** Opening Records block **

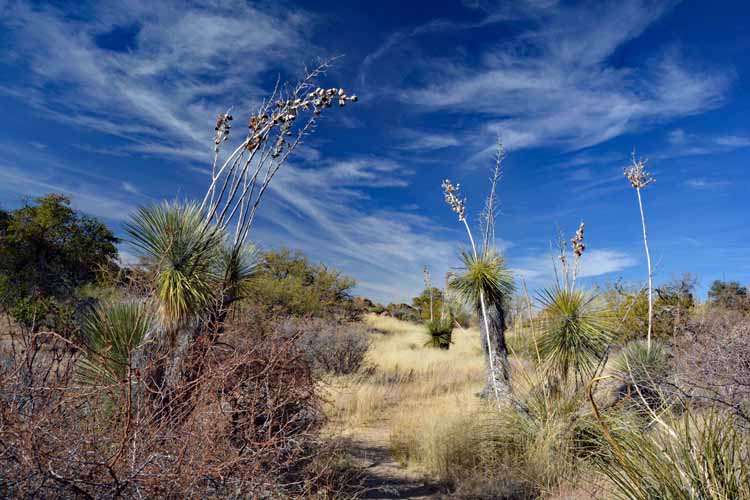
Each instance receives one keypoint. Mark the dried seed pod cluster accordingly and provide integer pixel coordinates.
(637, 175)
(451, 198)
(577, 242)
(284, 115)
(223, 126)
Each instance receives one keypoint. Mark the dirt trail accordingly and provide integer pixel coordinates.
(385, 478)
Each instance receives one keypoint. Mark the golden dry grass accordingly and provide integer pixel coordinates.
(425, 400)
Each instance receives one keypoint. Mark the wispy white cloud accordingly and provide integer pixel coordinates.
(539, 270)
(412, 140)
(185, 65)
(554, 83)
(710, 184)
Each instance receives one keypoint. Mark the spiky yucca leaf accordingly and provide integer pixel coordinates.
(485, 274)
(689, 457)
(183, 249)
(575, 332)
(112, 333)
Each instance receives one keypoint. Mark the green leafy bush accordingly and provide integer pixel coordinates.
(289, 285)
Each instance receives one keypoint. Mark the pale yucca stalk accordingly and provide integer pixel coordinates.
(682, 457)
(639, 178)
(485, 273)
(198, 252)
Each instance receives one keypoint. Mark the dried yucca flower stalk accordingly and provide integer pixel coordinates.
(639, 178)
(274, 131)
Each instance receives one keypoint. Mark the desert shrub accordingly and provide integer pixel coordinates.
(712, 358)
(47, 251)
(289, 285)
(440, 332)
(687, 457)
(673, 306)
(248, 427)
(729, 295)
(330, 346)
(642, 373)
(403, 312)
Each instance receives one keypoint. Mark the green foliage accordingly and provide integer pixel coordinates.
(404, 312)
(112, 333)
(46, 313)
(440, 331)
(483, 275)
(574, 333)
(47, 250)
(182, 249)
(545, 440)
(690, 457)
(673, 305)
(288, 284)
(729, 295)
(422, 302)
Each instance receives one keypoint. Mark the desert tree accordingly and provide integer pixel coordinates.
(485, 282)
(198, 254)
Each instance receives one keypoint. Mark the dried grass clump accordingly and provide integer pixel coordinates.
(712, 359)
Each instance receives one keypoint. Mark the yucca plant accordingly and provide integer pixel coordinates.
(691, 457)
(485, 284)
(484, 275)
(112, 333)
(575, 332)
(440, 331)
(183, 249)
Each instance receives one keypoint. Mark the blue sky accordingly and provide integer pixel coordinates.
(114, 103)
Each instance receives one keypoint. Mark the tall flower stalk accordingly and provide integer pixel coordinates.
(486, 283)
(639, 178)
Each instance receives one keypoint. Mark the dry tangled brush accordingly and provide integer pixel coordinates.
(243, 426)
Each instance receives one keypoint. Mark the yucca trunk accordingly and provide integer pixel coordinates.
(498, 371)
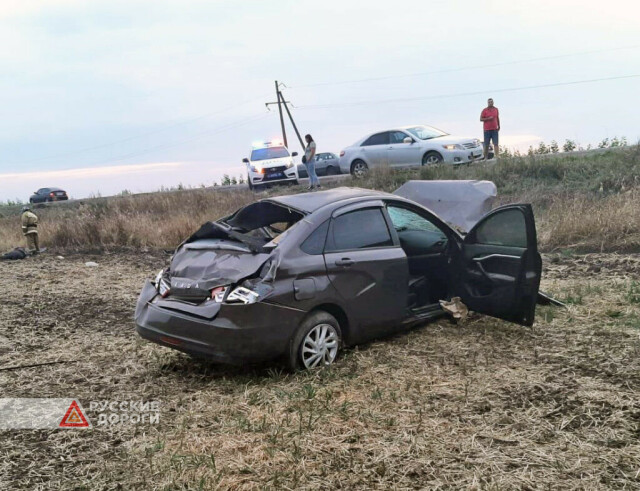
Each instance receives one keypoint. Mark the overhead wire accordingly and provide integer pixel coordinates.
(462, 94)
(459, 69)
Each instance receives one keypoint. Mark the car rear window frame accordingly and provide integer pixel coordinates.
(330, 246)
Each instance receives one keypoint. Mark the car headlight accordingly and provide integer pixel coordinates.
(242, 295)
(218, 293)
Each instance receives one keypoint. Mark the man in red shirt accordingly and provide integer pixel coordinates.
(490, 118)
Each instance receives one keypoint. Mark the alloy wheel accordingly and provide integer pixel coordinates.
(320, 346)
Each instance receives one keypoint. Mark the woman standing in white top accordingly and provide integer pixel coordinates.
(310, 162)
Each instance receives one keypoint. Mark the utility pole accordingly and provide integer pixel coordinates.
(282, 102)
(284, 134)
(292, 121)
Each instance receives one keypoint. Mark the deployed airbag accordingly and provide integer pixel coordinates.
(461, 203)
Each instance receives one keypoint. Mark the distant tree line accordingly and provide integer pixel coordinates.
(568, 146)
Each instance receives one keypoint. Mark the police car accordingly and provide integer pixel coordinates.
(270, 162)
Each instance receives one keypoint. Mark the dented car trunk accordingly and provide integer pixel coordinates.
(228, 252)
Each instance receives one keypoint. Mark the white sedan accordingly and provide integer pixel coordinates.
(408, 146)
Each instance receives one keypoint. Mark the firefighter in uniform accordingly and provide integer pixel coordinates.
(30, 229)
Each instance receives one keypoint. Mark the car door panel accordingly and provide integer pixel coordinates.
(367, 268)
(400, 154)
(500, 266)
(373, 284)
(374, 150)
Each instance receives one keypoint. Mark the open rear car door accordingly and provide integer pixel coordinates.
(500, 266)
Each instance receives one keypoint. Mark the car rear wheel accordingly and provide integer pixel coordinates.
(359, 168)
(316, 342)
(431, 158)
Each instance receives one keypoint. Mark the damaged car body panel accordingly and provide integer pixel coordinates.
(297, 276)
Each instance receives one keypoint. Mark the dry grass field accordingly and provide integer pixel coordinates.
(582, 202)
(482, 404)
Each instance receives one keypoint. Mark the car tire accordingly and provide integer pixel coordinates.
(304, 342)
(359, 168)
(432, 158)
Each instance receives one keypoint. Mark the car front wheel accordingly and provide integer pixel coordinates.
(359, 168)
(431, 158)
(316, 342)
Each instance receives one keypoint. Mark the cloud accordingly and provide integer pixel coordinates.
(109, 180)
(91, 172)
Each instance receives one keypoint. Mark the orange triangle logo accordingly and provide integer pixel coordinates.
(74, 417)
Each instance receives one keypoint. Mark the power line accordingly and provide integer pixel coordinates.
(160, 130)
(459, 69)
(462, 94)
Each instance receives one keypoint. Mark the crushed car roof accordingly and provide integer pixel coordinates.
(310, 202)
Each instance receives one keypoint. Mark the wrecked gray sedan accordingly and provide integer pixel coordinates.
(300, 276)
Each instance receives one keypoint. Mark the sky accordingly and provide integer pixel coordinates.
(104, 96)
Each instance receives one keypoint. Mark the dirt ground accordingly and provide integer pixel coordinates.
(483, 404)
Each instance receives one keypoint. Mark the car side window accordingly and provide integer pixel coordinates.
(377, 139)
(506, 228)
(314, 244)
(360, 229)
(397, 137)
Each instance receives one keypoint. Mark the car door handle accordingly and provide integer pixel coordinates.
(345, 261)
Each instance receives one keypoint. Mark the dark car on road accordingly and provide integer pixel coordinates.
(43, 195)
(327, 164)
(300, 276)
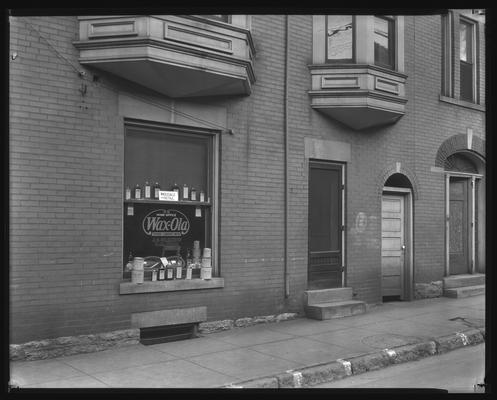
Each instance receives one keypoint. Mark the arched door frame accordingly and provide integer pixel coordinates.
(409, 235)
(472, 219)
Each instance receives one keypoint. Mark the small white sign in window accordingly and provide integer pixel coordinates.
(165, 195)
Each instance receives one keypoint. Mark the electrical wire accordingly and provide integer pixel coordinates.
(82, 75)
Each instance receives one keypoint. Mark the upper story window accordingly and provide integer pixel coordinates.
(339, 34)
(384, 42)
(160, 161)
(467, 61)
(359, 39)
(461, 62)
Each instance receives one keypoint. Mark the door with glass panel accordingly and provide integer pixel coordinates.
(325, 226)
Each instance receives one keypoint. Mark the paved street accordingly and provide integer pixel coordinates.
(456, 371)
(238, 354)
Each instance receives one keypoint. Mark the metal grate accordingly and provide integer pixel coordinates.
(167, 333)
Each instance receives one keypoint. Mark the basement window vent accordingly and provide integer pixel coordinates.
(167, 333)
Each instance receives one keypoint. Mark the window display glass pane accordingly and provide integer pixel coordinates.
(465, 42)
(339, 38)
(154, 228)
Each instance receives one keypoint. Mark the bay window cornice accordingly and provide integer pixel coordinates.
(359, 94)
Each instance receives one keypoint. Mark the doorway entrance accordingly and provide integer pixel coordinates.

** Closing Records block **

**Instructions for the task**
Omit the pictures and reproduce the listing exactly.

**Solution to this problem**
Each instance receives one keypoint. Mark the dried seed pod cluster accordingly and provide integer pixel coordinates.
(637, 175)
(451, 198)
(577, 242)
(284, 115)
(223, 126)
Each instance receives one keypoint. Mark the dirt trail accordingly and provide integer pixel coordinates.
(385, 478)
Each instance receives one keypoint. Mark the golden dry grass accordingly and provide integer pixel coordinates.
(425, 400)
Each instance receives one keypoint. Mark the wispy white cloud accordingly and provide integer pixel coordinates.
(539, 270)
(412, 140)
(185, 65)
(554, 83)
(710, 184)
Each instance receives one keypoint. Mark the spiky yucca leaf accordingly and provide integer pixel coordinates.
(485, 274)
(689, 457)
(183, 249)
(575, 332)
(112, 333)
Each instance receives one keypoint. Mark the green leafy bush accordingly and provide integer pixel coordinates.
(289, 285)
Each instance receives one keypoint. Mark the pale yucca stalk accordingly and provide integer pixel coordinates.
(682, 457)
(639, 178)
(485, 273)
(198, 252)
Each instance receives one keypoint. Mark the dried yucca flower stalk accordingly and provide integer pixel coordinates.
(639, 178)
(274, 131)
Each instance receives one keypoint. Mark the desert shrub accordingly and provide integer pixel coordinates.
(712, 358)
(47, 251)
(289, 285)
(440, 332)
(687, 457)
(673, 306)
(248, 427)
(729, 295)
(330, 346)
(642, 373)
(403, 312)
Each instance receives one keypoint. Mark the green foliage accordingly and provide integer pixel coordinates.
(404, 312)
(112, 333)
(46, 313)
(440, 331)
(483, 275)
(574, 333)
(47, 250)
(182, 249)
(545, 440)
(690, 457)
(673, 305)
(288, 284)
(729, 295)
(422, 302)
Each instance receives one keypoint. Mark the desert tree accordingly and provide integer pixel coordinates.
(485, 282)
(198, 254)
Each instance receives one keypoint. Mark the dried grass clump accordingly and provide integer pixel coordinates.
(712, 359)
Each instance receives one keypoint. Mark the yucca plant accordingly and provide integer pixel coordinates.
(691, 457)
(485, 284)
(484, 275)
(112, 333)
(575, 332)
(440, 331)
(183, 249)
Each instance receives one keypoint. Mark the blue sky accordingly and provide integer pixel coordinates.
(114, 103)
Each instance receives one keypoint. Mark the tall flower stalk accordingly and provide integer pixel coordinates.
(486, 283)
(639, 178)
Each instance receives one keypoint. Mark the dry tangled brush accordingly and provide integer pixel coordinates.
(243, 426)
Each instance receives one keypoint. Mark the yucca trunk accordingly and provide integer pixel coordinates.
(498, 371)
Each instance receives one keypoint. Mark the overhead wire accordingly and provide integer pixel coordinates.
(462, 94)
(459, 69)
Each instance receives one keypoint. Mark the car rear window frame accordingly and provide integer pixel coordinates.
(330, 246)
Each instance receives one keypoint. Mark the car headlight accordingly and provide integer pixel coordinates.
(242, 295)
(218, 293)
Each instance receives one keypoint. Mark the man in red shirt accordingly and provide integer pixel coordinates.
(490, 118)
Each instance receives one keypoint. Mark the alloy wheel accordingly and provide integer pixel coordinates.
(320, 346)
Each instance receives one keypoint. Mark the woman standing in white top accordingly and provide integer pixel coordinates.
(310, 162)
Each instance receives one keypoint. Mark the utility pole accordingly and provide integer pixel coordinates.
(282, 102)
(284, 134)
(292, 121)
Each instance receives one keypoint. Mark the deployed airbag accordingly and provide integer pixel coordinates.
(461, 203)
Each instance receives one keypoint. Mark the distant tree line accordingly and provide integer pixel coordinates.
(568, 146)
Each instance receives one keypoint. Mark the police car accordingly and provide integer pixel coordinates.
(270, 162)
Each instance receives one keypoint. Mark the dented car trunk accordingly and provide integer pixel coordinates.
(228, 252)
Each instance receives one keypoint. Mark the white sedan accordingly and provide integer pixel coordinates.
(408, 146)
Each instance receives one keypoint. Mark the firefighter in uniform accordingly and provide integer pixel coordinates.
(30, 229)
Each instance receives one keypoint. Mark the car door panel accordingly and provide integer pixel coordinates.
(367, 268)
(400, 154)
(500, 266)
(373, 284)
(374, 150)
Each instance receives one keypoint. Mark the open rear car door accordingly and provide integer pixel coordinates.
(500, 266)
Each instance receives one keypoint. Mark the car rear wheel accordingly and provide integer pixel coordinates.
(359, 168)
(316, 342)
(431, 158)
Each instance receives one keypoint. Mark the damaged car body panel accordingly and provide integer pixel coordinates.
(297, 276)
Each instance receives one keypoint. Mark the dry grass field accordingly and provide integer pixel coordinates.
(582, 202)
(482, 404)
Each instance receives one keypoint. Mark the car tire accordingly and provide integer pixel coordinates.
(304, 342)
(359, 168)
(432, 158)
Each instance receives one keypoint. Mark the car front wheel accordingly and provide integer pixel coordinates.
(359, 168)
(431, 158)
(316, 342)
Each instance receives one keypoint. Mark the cloud accordingly and provide integer pixel coordinates.
(109, 180)
(91, 172)
Each instance receives one keypoint. Mark the orange triangle logo accordingly and provide integer pixel coordinates.
(74, 417)
Each instance receives one keypoint. Mark the power line accordingly and provide integer pixel coordinates.
(160, 130)
(459, 69)
(462, 94)
Each instance receives one keypoint. Mark the crushed car roof accordingly and provide integer pixel coordinates.
(310, 202)
Each instance receives one keypoint. Mark the wrecked gray sedan accordingly and provide integer pixel coordinates.
(300, 276)
Each instance receives one keypoint. Mark the sky accordingly and provide integer pixel coordinates.
(104, 96)
Each instance receives one keypoint. Mark the dirt ground accordingly and provide integer pixel coordinates.
(483, 404)
Each instance receives one keypoint. Mark the car side window accordingly and provide integer pixel coordinates.
(377, 139)
(506, 228)
(314, 244)
(360, 229)
(397, 137)
Each instance receives one keypoint. Mark the car door handle accordingly and provide integer pixel coordinates.
(345, 261)
Each instance receives one keypoint. Mark the dark car on road accordingly and provide integer pixel coordinates.
(43, 195)
(327, 164)
(300, 276)
Each instance receives one keypoint. Mark the arched door frame accordingly and provide integer pixel coordinates.
(409, 235)
(472, 219)
Each instance receives one keypoint. Mark the small white sign in window accordingly and provide integer pixel coordinates.
(165, 195)
Each instance receives one keypoint. Mark the electrical wire accordingly and provide integer pixel coordinates.
(82, 75)
Each instance receives one keypoint. Mark the upper story window accordingly and provide integer pixel coordinates.
(339, 34)
(384, 42)
(160, 161)
(467, 61)
(359, 39)
(461, 62)
Each instance receives one keypoint. Mark the door with glass panel accordingly and provide integer pixel coordinates.
(325, 226)
Each instance receives one keypoint. Mark the paved street accordingly and provide integer pixel coordinates.
(456, 371)
(238, 354)
Each instance receives one keypoint. Mark the metal grate accordingly and provide integer pixel coordinates.
(167, 333)
Each instance receives one keypoint. Mark the basement window vent accordingly and provide integer pixel coordinates.
(167, 333)
Each instance receives one keypoint. Mark the window display glass pane accordingly and provide integer pixel coordinates.
(465, 42)
(339, 38)
(154, 228)
Each instance receives one keypoint. Mark the bay window cornice accordingly and provide integer pixel coordinates.
(359, 94)
Each instance receives one keypoint. Mark the doorway entrance accordingly and provide integer pixel coordinates.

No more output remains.